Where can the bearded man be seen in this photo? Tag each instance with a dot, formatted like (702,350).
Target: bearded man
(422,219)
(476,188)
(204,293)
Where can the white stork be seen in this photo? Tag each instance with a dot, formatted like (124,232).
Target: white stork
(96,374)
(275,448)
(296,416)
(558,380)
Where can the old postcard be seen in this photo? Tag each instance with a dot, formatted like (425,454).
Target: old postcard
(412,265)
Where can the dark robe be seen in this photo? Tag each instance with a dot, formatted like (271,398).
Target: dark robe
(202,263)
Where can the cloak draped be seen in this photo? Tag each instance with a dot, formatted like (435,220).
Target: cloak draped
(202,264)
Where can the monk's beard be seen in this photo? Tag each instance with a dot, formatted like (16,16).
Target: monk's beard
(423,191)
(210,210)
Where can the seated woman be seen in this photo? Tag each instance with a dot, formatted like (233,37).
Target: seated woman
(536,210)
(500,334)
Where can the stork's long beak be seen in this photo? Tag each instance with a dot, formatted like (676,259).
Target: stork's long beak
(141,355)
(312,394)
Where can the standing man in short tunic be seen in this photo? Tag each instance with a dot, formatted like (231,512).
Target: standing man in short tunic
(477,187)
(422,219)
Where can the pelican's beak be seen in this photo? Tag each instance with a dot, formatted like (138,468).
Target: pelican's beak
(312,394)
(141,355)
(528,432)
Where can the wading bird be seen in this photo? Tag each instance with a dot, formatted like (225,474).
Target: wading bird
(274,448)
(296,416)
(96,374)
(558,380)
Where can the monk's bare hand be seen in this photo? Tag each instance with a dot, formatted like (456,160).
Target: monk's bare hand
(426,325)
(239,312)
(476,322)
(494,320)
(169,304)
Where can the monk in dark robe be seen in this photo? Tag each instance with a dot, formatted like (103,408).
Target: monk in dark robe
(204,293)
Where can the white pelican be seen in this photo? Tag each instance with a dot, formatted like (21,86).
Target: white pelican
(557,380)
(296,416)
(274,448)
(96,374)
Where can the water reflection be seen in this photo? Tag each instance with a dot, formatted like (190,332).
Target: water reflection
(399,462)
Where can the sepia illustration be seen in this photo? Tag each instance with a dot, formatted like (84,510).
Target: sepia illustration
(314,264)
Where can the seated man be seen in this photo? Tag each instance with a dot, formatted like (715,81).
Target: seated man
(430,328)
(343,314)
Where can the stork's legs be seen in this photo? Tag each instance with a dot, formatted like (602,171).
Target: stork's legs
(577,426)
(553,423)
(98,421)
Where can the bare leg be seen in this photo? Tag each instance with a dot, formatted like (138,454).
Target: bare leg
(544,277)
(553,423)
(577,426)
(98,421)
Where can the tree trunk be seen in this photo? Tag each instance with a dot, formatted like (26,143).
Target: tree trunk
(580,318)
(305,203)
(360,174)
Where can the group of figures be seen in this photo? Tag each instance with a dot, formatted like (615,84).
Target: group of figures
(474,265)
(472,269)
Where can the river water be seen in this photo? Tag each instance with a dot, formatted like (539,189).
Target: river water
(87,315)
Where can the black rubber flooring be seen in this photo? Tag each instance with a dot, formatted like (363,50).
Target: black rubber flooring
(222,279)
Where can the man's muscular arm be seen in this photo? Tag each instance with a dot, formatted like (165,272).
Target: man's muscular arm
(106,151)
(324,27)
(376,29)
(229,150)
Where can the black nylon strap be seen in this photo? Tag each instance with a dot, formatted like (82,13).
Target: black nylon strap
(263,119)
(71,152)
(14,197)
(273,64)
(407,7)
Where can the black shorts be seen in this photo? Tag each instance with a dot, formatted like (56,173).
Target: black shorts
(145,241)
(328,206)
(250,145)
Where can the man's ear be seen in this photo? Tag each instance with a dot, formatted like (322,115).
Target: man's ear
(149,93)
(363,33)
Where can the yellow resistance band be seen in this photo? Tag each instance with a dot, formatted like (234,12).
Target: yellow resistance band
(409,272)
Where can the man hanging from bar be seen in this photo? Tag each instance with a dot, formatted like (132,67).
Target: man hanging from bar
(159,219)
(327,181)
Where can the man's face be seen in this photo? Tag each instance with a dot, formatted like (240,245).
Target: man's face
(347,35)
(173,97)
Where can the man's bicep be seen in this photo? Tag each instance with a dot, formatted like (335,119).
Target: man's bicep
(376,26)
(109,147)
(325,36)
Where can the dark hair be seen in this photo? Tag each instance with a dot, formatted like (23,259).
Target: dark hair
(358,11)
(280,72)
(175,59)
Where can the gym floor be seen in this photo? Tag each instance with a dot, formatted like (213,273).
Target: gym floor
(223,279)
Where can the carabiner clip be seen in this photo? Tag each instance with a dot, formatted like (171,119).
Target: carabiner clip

----

(Exercise)
Show every line of the material above in which "carabiner" is present.

(Response)
Where can the carabiner clip be seen in this photo? Tag each instance with a dot, formatted like (171,119).
Target: carabiner clip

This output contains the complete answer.